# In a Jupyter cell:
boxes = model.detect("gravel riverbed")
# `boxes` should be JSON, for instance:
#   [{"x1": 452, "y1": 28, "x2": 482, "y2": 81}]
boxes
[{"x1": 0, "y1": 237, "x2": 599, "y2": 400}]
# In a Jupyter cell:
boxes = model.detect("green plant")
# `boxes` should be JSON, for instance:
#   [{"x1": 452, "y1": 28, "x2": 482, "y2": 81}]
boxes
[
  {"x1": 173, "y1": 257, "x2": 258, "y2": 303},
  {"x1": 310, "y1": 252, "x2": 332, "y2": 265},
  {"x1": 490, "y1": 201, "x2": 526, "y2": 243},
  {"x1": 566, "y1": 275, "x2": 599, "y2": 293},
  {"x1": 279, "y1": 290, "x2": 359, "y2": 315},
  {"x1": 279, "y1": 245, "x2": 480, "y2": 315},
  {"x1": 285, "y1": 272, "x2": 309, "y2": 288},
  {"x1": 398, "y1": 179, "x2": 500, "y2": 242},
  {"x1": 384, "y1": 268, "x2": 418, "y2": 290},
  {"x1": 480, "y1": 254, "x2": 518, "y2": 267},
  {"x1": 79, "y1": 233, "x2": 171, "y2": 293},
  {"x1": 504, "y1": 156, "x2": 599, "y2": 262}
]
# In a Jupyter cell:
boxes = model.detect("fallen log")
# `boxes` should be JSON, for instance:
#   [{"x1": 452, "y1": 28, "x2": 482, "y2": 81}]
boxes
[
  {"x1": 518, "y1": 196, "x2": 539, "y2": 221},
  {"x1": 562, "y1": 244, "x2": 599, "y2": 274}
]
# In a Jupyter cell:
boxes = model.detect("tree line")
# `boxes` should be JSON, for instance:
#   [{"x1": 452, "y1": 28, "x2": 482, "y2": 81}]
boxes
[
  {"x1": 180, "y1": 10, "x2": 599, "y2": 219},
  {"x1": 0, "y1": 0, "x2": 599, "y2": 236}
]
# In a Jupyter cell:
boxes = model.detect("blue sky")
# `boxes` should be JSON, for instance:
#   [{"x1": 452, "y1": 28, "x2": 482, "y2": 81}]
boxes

### GOAL
Pull out every line of the records that contains the string "detect", and list them in their original order.

### FINAL RESULT
boxes = model.detect("gravel riverbed")
boxes = model.detect("green plant")
boxes = model.detect("fallen log")
boxes = model.detect("tree line")
boxes = model.detect("blue sky")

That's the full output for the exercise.